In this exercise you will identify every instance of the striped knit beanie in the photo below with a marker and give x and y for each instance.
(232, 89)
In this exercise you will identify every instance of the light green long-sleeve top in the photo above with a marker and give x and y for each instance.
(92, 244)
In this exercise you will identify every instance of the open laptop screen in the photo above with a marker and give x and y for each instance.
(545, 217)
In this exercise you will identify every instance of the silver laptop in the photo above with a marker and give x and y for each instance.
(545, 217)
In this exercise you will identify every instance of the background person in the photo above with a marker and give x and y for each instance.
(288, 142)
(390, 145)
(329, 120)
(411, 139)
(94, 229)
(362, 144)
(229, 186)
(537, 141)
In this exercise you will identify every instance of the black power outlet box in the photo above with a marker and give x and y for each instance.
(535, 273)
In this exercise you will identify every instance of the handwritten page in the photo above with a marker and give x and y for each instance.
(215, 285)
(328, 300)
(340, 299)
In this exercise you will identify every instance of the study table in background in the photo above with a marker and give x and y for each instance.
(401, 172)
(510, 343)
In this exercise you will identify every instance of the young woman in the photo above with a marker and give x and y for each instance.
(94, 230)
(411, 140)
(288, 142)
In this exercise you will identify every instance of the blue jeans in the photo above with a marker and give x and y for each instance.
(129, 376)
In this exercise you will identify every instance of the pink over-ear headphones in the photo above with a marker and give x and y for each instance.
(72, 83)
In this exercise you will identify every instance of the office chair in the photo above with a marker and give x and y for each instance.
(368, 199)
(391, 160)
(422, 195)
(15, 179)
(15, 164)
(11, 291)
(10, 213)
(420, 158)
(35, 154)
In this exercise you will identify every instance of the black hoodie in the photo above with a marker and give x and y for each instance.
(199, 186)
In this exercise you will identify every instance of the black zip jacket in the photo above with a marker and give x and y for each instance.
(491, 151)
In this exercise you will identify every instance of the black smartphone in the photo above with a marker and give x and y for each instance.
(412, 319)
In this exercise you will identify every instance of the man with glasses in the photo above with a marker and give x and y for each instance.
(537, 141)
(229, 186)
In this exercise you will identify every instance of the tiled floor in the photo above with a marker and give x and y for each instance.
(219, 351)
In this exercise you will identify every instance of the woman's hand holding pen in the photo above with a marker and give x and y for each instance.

======

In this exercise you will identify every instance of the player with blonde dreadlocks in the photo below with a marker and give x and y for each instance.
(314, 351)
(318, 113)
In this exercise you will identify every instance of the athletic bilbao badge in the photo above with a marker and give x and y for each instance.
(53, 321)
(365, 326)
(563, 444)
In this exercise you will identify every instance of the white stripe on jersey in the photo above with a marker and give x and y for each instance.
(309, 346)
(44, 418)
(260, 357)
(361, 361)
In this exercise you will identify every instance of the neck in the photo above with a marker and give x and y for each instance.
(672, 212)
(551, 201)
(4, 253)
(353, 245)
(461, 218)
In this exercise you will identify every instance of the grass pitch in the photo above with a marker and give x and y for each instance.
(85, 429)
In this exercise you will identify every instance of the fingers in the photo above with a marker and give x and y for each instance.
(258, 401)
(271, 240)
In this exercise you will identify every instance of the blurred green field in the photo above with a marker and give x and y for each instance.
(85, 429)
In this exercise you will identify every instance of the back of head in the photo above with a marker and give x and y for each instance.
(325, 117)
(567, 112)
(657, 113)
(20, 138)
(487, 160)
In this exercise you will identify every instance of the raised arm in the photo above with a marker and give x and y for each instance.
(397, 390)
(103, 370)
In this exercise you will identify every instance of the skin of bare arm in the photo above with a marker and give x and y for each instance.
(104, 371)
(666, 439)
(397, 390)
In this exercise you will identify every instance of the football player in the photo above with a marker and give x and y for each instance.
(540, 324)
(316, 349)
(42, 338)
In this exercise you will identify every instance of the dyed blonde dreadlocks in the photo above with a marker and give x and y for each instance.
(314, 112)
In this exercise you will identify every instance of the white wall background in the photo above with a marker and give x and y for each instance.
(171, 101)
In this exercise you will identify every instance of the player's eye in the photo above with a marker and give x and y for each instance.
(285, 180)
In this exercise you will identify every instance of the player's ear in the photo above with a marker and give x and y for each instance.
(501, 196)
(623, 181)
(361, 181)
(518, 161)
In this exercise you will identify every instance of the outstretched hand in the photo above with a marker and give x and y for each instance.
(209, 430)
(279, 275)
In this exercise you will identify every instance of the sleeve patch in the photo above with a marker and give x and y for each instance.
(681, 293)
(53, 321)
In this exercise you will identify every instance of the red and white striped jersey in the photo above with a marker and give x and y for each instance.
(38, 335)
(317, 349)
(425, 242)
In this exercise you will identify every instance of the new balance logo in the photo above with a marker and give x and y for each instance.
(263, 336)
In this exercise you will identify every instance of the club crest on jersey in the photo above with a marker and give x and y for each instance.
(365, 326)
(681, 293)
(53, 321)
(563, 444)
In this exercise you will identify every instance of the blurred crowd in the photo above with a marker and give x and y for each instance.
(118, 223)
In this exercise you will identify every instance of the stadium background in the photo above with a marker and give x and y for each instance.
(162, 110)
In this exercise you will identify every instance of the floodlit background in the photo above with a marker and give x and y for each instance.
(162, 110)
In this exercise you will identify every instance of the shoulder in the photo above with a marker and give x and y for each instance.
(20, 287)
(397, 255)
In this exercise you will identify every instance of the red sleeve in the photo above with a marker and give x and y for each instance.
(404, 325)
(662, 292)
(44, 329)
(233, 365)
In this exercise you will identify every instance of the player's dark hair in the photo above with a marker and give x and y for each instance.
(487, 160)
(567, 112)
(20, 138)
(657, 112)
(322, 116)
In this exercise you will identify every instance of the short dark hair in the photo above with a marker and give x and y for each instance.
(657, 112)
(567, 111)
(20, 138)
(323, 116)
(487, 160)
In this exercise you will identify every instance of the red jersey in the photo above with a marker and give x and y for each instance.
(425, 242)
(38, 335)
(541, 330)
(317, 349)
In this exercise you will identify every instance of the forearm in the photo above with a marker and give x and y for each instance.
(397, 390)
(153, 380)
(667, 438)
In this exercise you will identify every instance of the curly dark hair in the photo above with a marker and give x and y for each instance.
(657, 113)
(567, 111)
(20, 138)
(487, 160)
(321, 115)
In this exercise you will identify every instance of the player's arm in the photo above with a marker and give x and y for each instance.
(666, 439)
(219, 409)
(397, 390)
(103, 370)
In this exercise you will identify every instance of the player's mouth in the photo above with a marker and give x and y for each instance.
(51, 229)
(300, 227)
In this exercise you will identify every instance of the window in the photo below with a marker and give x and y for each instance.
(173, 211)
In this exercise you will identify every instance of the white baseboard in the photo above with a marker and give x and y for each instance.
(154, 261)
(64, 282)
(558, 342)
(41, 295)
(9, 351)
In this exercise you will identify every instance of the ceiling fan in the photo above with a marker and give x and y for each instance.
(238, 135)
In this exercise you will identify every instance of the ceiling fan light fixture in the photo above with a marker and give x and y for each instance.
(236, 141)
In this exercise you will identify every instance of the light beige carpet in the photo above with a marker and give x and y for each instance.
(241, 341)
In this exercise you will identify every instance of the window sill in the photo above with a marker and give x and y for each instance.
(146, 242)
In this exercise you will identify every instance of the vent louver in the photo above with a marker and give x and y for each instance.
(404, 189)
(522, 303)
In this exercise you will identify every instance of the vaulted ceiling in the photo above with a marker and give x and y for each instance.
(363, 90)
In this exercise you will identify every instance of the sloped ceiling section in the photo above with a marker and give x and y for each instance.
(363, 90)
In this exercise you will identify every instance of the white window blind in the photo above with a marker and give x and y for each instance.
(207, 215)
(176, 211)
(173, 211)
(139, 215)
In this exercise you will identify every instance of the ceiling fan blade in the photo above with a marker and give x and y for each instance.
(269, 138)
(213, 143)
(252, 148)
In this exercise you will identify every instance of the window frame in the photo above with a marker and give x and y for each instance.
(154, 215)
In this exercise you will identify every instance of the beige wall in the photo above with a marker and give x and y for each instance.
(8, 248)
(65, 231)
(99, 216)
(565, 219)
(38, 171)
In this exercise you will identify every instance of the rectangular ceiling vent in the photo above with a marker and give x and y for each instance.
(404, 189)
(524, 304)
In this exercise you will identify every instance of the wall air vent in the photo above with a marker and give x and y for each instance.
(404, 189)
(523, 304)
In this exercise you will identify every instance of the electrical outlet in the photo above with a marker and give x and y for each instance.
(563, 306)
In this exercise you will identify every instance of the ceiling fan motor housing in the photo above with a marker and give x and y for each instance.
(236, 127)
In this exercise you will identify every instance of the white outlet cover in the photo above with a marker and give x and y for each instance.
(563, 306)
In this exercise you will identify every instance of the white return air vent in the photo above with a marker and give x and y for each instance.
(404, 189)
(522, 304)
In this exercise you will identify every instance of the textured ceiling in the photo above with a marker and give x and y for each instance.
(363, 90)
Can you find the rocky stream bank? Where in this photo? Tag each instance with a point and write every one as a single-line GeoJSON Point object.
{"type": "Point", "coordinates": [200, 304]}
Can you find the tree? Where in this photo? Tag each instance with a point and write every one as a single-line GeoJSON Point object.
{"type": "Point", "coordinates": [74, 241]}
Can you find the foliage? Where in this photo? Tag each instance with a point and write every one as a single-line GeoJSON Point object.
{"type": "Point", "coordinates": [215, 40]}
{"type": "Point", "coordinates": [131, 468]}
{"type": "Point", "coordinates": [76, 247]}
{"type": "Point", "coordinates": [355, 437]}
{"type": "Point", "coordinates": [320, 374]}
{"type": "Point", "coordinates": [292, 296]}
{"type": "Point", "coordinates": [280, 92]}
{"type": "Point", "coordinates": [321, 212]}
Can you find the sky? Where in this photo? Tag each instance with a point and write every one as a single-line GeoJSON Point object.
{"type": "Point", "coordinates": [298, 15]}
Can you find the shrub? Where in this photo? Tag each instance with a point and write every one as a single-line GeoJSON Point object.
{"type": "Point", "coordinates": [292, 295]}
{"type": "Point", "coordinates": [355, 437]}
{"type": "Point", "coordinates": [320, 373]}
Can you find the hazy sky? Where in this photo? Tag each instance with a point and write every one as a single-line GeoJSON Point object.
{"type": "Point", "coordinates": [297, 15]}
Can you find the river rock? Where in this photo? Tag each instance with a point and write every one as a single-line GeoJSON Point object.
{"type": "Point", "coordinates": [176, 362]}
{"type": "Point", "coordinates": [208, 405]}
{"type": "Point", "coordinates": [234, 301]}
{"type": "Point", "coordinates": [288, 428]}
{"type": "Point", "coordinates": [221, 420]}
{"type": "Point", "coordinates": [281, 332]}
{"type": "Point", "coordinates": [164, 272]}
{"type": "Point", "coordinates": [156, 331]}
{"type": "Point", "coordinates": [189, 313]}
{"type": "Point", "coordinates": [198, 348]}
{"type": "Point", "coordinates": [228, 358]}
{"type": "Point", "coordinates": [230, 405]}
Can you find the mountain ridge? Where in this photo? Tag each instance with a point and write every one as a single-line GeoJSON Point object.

======

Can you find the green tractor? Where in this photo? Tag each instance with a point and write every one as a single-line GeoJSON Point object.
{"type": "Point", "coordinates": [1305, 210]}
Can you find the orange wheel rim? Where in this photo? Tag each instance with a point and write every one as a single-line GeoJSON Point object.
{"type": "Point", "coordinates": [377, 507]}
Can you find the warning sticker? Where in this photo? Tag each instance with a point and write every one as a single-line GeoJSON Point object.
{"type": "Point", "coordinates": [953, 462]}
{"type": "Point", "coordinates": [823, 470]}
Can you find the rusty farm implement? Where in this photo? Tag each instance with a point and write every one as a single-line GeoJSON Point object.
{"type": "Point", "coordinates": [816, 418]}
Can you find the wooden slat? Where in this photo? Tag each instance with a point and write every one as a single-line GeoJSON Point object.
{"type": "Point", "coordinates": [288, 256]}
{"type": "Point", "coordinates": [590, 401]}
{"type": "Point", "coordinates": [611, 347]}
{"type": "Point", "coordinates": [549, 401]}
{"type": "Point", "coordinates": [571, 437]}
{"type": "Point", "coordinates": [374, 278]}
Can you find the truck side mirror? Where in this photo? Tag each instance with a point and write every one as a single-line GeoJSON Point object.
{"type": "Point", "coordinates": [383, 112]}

======

# [The problem]
Count the lines in the records above that contain the word "striped", matching case exactly, and reply with the number alone.

# [Final result]
2